Set problem ▸ In the lines between the one containing "Mark every instance of keeper's house." and the one containing "[0,148,320,240]", inclusive, replace every "airplane" with "aircraft" and give those lines again with nothing else changed. Leave the pictures out of your answer.

Supplied entries ▸
◇ ◇ ◇
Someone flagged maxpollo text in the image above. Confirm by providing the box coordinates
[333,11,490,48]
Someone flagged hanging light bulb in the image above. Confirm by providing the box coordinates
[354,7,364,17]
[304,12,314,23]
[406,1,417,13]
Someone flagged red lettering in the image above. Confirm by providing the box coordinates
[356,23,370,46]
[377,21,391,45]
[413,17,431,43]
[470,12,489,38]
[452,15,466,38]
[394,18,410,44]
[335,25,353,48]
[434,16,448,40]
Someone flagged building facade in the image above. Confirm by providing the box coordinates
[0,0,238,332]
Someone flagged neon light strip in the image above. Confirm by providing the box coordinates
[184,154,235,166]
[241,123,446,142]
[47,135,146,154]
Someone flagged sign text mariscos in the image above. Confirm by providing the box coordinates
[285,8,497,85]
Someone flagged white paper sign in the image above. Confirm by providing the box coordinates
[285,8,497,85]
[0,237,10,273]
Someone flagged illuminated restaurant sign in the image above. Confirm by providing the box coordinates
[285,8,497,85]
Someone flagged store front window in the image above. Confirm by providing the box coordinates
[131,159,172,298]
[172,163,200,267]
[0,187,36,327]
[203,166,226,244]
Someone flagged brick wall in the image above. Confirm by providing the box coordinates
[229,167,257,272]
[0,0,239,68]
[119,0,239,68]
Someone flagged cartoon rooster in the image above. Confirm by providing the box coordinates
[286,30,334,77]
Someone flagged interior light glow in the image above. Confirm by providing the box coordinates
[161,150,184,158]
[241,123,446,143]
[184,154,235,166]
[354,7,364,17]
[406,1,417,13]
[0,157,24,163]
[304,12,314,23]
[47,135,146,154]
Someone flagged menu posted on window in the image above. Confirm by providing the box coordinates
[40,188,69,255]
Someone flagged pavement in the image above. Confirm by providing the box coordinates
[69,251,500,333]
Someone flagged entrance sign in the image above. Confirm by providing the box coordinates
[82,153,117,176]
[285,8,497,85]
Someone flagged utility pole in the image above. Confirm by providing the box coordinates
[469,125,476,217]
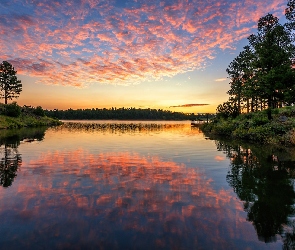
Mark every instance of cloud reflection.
[0,149,253,249]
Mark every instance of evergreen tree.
[0,61,22,104]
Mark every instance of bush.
[4,102,21,117]
[33,106,45,116]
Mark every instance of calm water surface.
[0,123,295,249]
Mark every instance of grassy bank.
[201,107,295,146]
[0,114,62,129]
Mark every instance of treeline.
[217,0,295,119]
[45,108,206,120]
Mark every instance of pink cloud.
[0,0,286,86]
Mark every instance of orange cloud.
[169,104,209,108]
[0,0,285,86]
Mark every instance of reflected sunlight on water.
[0,124,288,249]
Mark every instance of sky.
[0,0,287,113]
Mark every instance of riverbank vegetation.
[45,107,212,121]
[0,102,62,129]
[202,0,295,145]
[202,107,295,145]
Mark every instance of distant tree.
[249,14,295,118]
[0,61,22,104]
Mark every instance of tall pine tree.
[0,61,22,104]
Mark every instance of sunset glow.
[0,0,286,113]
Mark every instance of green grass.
[201,107,295,146]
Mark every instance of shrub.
[33,106,45,116]
[4,102,21,117]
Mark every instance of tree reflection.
[0,128,46,187]
[217,141,295,245]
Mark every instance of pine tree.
[0,61,22,104]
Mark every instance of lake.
[0,121,295,249]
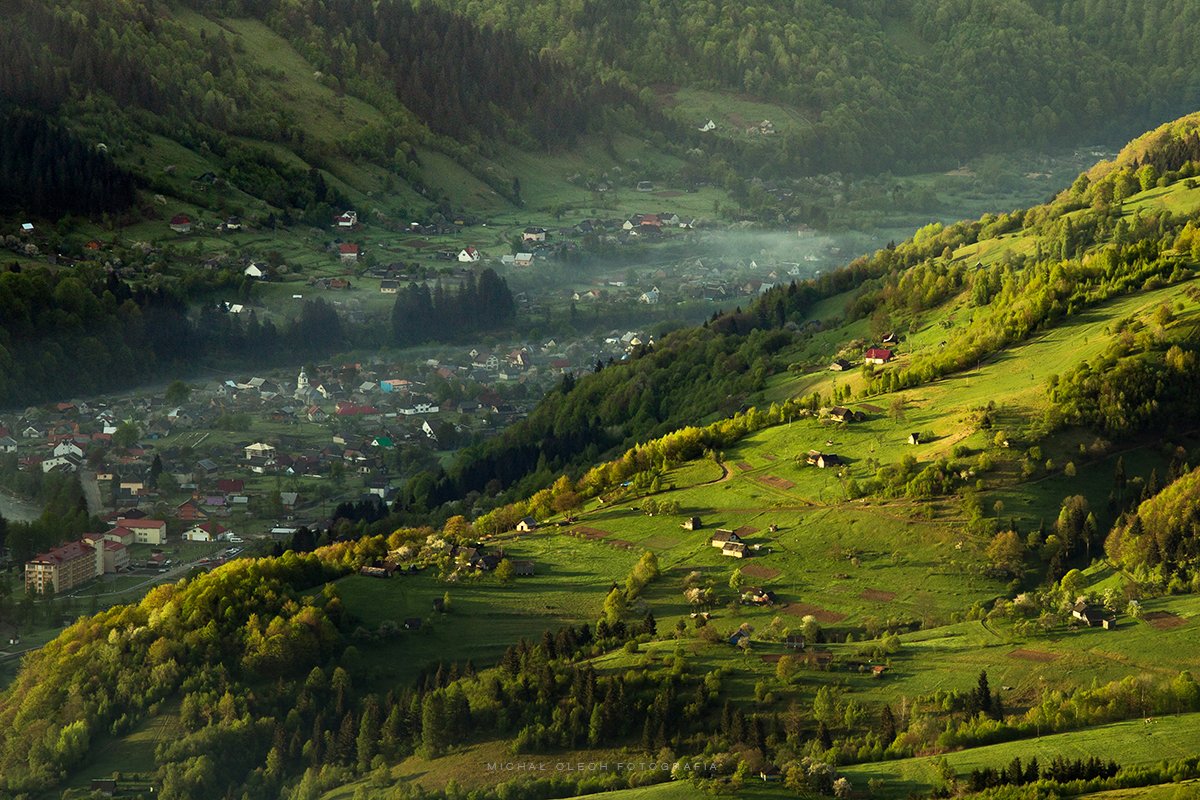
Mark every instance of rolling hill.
[7,107,1200,799]
[0,0,1200,232]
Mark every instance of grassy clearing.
[664,89,812,139]
[66,709,180,788]
[841,714,1200,798]
[336,534,640,680]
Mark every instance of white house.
[42,456,79,473]
[54,439,83,458]
[637,287,659,306]
[116,519,167,545]
[242,441,275,461]
[184,522,229,542]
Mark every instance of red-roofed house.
[863,348,894,363]
[102,525,138,547]
[83,531,132,573]
[116,518,167,545]
[25,541,104,595]
[175,500,209,522]
[334,401,379,416]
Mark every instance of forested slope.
[397,114,1200,513]
[440,0,1200,172]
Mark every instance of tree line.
[0,104,134,218]
[391,267,516,347]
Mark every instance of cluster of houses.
[569,258,811,306]
[25,517,167,595]
[0,335,641,590]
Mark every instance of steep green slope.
[7,106,1200,800]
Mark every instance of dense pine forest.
[0,109,134,217]
[0,0,1200,210]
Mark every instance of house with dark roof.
[721,542,748,559]
[708,528,742,547]
[863,348,895,363]
[1070,600,1117,631]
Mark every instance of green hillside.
[11,97,1200,800]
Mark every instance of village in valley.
[0,321,667,609]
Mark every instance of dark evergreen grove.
[391,269,516,347]
[0,107,134,218]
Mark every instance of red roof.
[31,541,95,564]
[116,517,167,530]
[335,402,379,416]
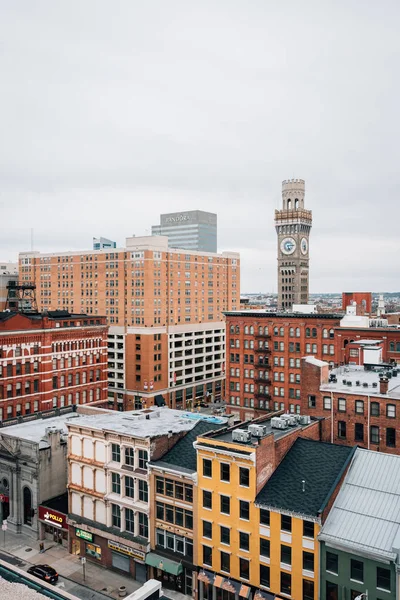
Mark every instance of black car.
[28,565,58,583]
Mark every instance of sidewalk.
[0,531,142,600]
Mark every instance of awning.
[154,394,165,406]
[145,552,183,575]
[239,585,251,598]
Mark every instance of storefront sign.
[39,506,68,529]
[75,529,93,542]
[108,540,145,560]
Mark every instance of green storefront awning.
[146,552,183,575]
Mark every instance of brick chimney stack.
[379,376,389,394]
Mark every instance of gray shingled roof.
[319,448,400,560]
[151,421,224,472]
[256,438,355,517]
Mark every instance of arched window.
[22,487,33,525]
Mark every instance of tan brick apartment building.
[0,311,107,424]
[19,236,240,408]
[226,311,341,420]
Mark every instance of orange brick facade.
[19,236,240,409]
[226,311,341,420]
[0,313,107,421]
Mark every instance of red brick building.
[225,311,342,420]
[301,357,400,454]
[0,311,108,422]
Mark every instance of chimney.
[379,376,389,394]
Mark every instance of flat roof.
[0,412,82,443]
[66,406,203,439]
[320,365,400,399]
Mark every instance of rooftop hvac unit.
[271,417,288,429]
[300,415,311,425]
[248,425,266,437]
[232,429,251,442]
[280,415,297,427]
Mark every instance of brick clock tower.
[275,179,312,311]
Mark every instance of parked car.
[28,565,58,583]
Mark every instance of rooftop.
[0,412,82,443]
[320,364,400,399]
[198,413,315,450]
[256,438,354,518]
[65,406,217,439]
[319,448,400,560]
[150,421,223,473]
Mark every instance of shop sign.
[75,529,93,542]
[108,540,145,560]
[39,506,67,529]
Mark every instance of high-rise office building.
[151,210,217,252]
[20,236,240,408]
[275,179,312,310]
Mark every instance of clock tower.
[275,179,312,311]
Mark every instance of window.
[125,475,135,498]
[111,473,121,494]
[356,400,364,415]
[370,402,379,417]
[239,531,250,552]
[220,552,231,573]
[111,444,121,462]
[303,552,314,571]
[138,450,149,469]
[338,421,346,440]
[111,504,121,528]
[376,567,391,592]
[125,508,135,533]
[281,544,292,565]
[239,558,250,580]
[370,425,379,444]
[281,515,292,532]
[220,526,231,546]
[281,571,292,596]
[260,538,270,558]
[325,552,339,575]
[386,427,396,448]
[350,558,364,583]
[203,458,212,477]
[203,546,212,567]
[260,565,270,587]
[221,463,230,481]
[125,448,135,467]
[239,500,250,521]
[239,467,250,487]
[303,579,316,600]
[260,508,270,527]
[203,521,212,539]
[323,396,332,410]
[203,490,212,508]
[220,496,231,515]
[139,479,149,502]
[303,521,314,538]
[386,404,396,419]
[354,423,364,442]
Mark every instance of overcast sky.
[0,0,400,292]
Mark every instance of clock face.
[281,238,296,254]
[300,238,308,254]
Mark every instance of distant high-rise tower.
[275,179,312,310]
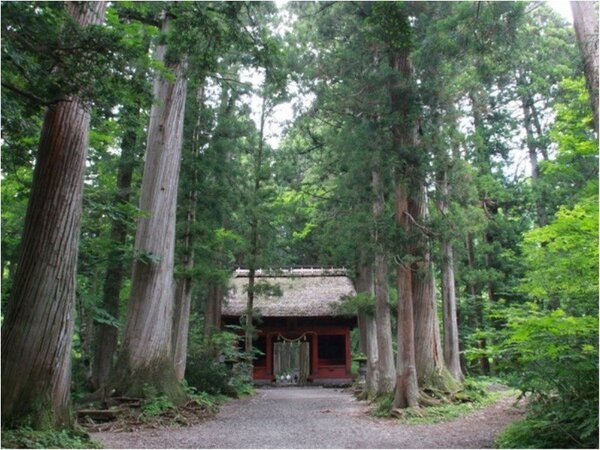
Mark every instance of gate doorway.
[273,338,310,385]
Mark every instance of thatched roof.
[222,269,355,317]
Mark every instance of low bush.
[2,427,102,448]
[498,310,598,448]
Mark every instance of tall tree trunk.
[521,91,548,227]
[408,184,446,386]
[173,186,197,381]
[244,92,267,360]
[394,180,419,408]
[371,166,396,395]
[466,233,490,375]
[571,1,598,135]
[173,82,204,381]
[356,258,379,397]
[204,280,224,339]
[111,18,187,402]
[438,170,464,381]
[2,2,106,428]
[92,105,140,390]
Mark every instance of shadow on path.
[93,387,521,448]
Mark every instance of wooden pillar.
[265,333,273,378]
[311,333,319,379]
[344,329,352,376]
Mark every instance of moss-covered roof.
[222,269,355,317]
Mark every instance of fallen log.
[77,409,118,422]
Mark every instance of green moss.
[2,427,102,448]
[371,378,517,424]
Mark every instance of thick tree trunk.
[111,19,187,402]
[356,260,379,397]
[244,96,267,361]
[204,280,223,340]
[408,184,456,391]
[173,183,197,381]
[521,92,548,227]
[92,102,140,390]
[571,1,598,135]
[394,180,419,408]
[244,267,256,361]
[173,272,193,381]
[371,166,396,395]
[173,83,204,381]
[466,233,490,375]
[438,169,464,381]
[2,2,106,428]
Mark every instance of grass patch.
[2,427,102,448]
[371,377,517,425]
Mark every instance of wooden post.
[265,333,273,378]
[312,333,319,379]
[344,329,352,377]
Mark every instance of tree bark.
[173,83,204,381]
[571,1,598,136]
[92,105,140,390]
[521,91,548,227]
[439,170,464,381]
[371,165,396,395]
[466,233,490,375]
[356,258,379,397]
[408,185,445,386]
[111,18,187,403]
[204,280,223,339]
[394,180,419,408]
[173,185,197,381]
[2,2,106,428]
[244,92,267,360]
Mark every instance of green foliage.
[185,331,252,397]
[336,292,375,316]
[371,377,516,425]
[499,310,598,448]
[371,393,394,417]
[142,385,175,418]
[2,427,102,448]
[522,196,598,315]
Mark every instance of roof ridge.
[233,267,348,278]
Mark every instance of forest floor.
[92,387,523,448]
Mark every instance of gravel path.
[93,387,521,448]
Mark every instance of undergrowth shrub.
[2,427,102,448]
[371,377,516,424]
[498,310,598,448]
[185,331,253,398]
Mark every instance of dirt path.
[93,388,520,448]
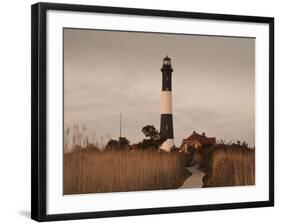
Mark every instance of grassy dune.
[64,150,188,194]
[203,148,255,187]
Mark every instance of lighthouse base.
[160,139,175,152]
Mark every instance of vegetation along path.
[180,166,205,188]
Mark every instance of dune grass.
[203,148,255,187]
[64,150,188,194]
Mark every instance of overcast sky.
[64,29,255,146]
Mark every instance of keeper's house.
[180,131,216,152]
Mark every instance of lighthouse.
[160,55,174,151]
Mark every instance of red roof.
[183,131,216,145]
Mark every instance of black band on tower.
[160,114,174,139]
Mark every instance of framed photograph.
[31,3,274,221]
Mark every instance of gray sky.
[64,29,255,146]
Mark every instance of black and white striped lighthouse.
[160,55,174,151]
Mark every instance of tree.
[142,125,160,140]
[140,125,166,149]
[105,137,130,149]
[105,139,118,149]
[118,137,130,149]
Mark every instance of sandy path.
[180,166,205,188]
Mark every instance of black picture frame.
[31,3,274,221]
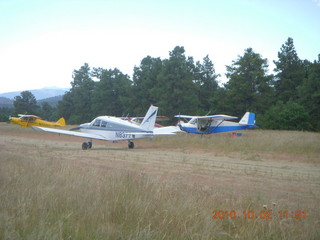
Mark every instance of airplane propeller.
[69,127,80,131]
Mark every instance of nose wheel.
[128,141,134,149]
[82,142,92,150]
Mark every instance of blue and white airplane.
[175,112,257,134]
[32,105,180,150]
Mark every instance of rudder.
[56,117,66,127]
[140,105,158,131]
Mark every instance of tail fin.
[56,117,66,127]
[140,105,158,131]
[239,112,256,125]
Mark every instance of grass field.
[0,123,320,239]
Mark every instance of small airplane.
[121,116,169,128]
[9,114,66,127]
[175,112,257,134]
[32,105,180,150]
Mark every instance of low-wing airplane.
[121,116,169,128]
[9,114,66,127]
[32,105,180,150]
[175,112,257,134]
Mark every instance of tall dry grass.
[0,126,320,240]
[154,130,320,158]
[0,148,320,240]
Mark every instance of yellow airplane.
[9,114,66,127]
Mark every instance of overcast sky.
[0,0,320,93]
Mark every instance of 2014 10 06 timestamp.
[212,210,307,219]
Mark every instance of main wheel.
[82,142,89,150]
[128,142,134,148]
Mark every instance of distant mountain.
[37,95,63,107]
[0,87,70,101]
[0,97,13,108]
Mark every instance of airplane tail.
[56,117,66,127]
[140,105,158,131]
[239,112,256,126]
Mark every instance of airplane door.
[197,119,211,132]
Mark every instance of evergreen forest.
[1,38,320,131]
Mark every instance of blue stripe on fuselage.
[182,126,252,134]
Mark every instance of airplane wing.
[32,127,107,140]
[174,115,197,119]
[197,115,237,121]
[153,126,181,135]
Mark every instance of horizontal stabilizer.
[239,112,256,125]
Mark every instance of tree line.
[4,38,320,131]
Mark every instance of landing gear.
[82,142,92,150]
[128,141,134,149]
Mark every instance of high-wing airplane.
[9,114,66,127]
[33,105,180,150]
[175,112,257,134]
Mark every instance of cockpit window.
[190,118,198,124]
[100,121,107,127]
[92,119,101,127]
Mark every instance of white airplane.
[32,105,180,150]
[175,112,257,134]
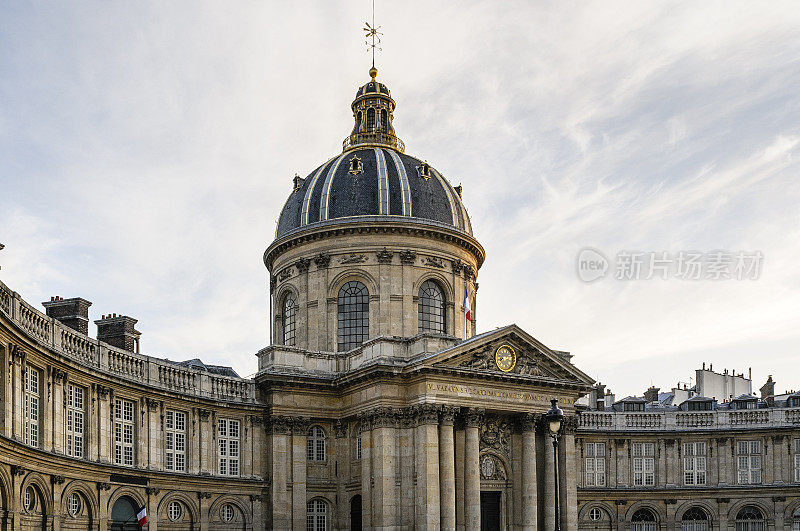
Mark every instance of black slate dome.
[276,67,472,238]
[276,145,472,238]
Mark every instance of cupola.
[342,66,405,153]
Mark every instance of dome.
[276,67,472,238]
[276,145,472,238]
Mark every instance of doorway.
[481,492,500,531]
[350,494,361,531]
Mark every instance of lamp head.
[544,398,564,435]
◇ ◇ ◇
Correct answer ▸
Mark every instance of keeper's house.
[180,131,216,152]
Mark every instance of lighthouse.
[160,55,174,151]
Mark every instance of red roof.
[183,131,216,145]
Mark every instance of black band on tower.
[160,114,174,139]
Mark every instance of framed photograph.
[31,3,274,221]
Mark every instance of gray sky.
[64,29,255,146]
Mark every instance of black and white striped lighthouse.
[160,55,174,151]
Mark every instance of tree.
[142,125,160,140]
[140,125,166,149]
[105,137,130,149]
[105,139,118,149]
[118,137,130,149]
Mark every instance of sandy path.
[180,166,205,188]
Mark every instance of black picture frame.
[31,3,274,221]
Mark every instance of aircraft propeller.
[69,127,80,131]
Mark every instance of nose wheel.
[128,141,134,149]
[82,142,92,150]
Mark every instance of blue and white aircraft.
[175,112,257,134]
[32,105,180,150]
Mark every instance of rudder.
[56,117,66,127]
[140,105,158,131]
Mark every instance of tail fin.
[56,117,66,127]
[140,105,158,131]
[239,112,256,125]
Mark every instance of grass field.
[0,123,320,239]
Mark every instance of small aircraft.
[121,116,169,128]
[9,114,66,127]
[175,112,257,134]
[32,105,180,150]
Mark every instance of low-wing aircraft.
[121,116,169,128]
[9,114,66,127]
[32,105,180,150]
[175,112,257,134]
Mark every instance of tall dry grass.
[0,126,320,240]
[154,130,320,158]
[0,148,320,240]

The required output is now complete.